■ **AUFGABENSTELLUNG**:
Welche Website hat laut Philip Kurz im Thread über Risse im Foto eine sehr große Sammlung an Brushes?

■ **TEXT**:
● ● ● ● ●

# Risse im Foto (kaputt aussehen lassen?)



## withyou (16. Oktober 2003)

Wie macht man solche Risse in ein Bild?
So, das es ein bischen kaputt aussieht...


----------



## layla (16. Oktober 2003)

Sieht ziemlich nach brushes aus. entweder du machst dir selber welche oder du nimmst fertige zum runterladen.


----------



## Leola13 (16. Oktober 2003)

Hai,

schau mal hier :
http://www.deviantart.com/view/315677/ 

Da gibts noch viiiiiiiel mehr. Suchen lohnt sich.

Ciao Stefan


----------



## subzero (16. Oktober 2003)

Du kannst es natürlich auch mit dem Bunstift machen, in weiß.... nur der Arbeitsaufwand is etwas größer


----------



## Mythos007 (16. Oktober 2003)

Du könntest Dir natürlich auch die DVD kaufen, das Cover entfernen und
ca. 1000 mal, an den Kanten, hin und her biegen vielleicht noch ein wenig
draufrumhüpfen, auf den Boden schmeißen und 1-2 mal vom Zug überrollen
lassen...

Danach einfach einscannen und Du bist fertig...


----------



## withyou (17. Oktober 2003)

danke für eure Antworten, kennt jemand vielleicht noch eine gute Seite wo is gute brushes für Photoshop gibt?


----------



## Philip Kurz (17. Oktober 2003)

deviantart.com hat schon eine sehr große Sammlung an Brushes. Ansonsten guckst du hier  

http://www.tutorials.de/tutorials128666.html


----------



## cocoon (17. Oktober 2003)

Nimm ein beliebiges Rost-, Mauerwerk-, Papier-Foto, mach ein Graustufenbild draus, spiel mit Helligkei tund Kontrast (Kontrast ganz rauf) rum. Dann hast Du die Risse/Beschädigungen, die Du über Dein Foto legen (Ebenenmodi) oder aus dem Foto schneiden (Farbbereich asuwählen o.ä.) kannst. Mit Brushes würde ich es nicht machen.


----------

● ● ● ● ●

■ **Gespeicherte Einträge aus einer Sammlung**:

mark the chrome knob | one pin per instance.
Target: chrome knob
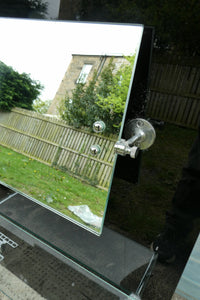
(95, 150)
(99, 126)
(139, 134)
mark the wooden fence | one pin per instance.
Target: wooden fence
(52, 142)
(175, 90)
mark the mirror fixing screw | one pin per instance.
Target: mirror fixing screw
(99, 126)
(95, 150)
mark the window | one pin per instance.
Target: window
(84, 73)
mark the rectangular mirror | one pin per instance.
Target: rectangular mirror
(58, 156)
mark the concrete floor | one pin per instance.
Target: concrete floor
(39, 274)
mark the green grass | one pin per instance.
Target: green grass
(51, 186)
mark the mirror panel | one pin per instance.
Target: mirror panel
(64, 165)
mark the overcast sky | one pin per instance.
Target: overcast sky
(43, 48)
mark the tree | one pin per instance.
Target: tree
(103, 98)
(17, 89)
(41, 106)
(23, 8)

● ● ● ● ●

■ **FERTIGE LÖSUNG**:
deviantart.com